:: Materials provided
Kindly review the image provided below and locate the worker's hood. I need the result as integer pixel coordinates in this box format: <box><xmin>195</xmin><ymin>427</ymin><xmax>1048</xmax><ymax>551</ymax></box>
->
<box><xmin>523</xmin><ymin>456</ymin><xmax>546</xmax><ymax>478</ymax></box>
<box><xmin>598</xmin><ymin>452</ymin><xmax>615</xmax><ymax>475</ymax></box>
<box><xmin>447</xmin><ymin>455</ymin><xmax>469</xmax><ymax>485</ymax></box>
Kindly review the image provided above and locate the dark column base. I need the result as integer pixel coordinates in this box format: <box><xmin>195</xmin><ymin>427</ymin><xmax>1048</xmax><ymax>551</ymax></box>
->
::::
:: Materials provided
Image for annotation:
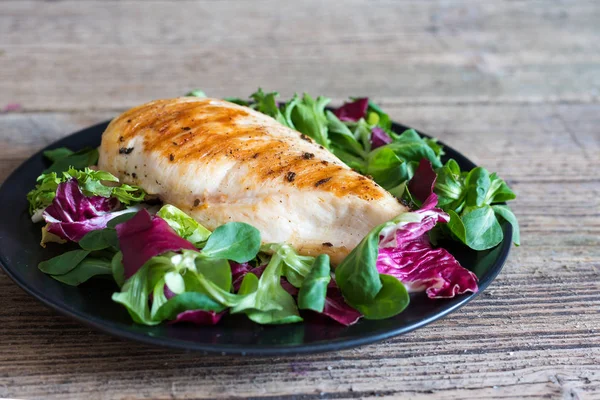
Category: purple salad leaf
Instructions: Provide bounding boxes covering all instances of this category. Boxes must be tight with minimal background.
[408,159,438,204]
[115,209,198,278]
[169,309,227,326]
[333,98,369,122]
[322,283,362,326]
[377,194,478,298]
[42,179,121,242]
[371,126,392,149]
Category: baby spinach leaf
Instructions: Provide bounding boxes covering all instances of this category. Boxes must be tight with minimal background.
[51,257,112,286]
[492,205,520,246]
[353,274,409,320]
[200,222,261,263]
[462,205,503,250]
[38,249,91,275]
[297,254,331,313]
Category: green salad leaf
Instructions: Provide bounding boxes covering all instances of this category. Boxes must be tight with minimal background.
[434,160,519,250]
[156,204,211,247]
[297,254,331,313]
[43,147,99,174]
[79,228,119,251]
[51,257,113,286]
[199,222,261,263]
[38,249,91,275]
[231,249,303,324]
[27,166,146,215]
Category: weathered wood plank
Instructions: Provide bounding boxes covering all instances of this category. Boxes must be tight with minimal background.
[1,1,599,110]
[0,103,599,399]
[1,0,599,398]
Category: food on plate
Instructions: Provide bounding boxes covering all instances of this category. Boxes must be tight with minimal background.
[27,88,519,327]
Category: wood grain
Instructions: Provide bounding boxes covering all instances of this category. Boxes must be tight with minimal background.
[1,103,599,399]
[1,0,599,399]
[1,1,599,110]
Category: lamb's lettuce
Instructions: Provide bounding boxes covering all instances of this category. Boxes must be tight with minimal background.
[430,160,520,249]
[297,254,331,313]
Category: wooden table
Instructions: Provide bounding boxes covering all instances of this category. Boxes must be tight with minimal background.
::::
» **Task brief**
List the lines of the material in which the word "salad" occurs.

» **Solution**
Category: purple salad leaf
Category: green salad leaf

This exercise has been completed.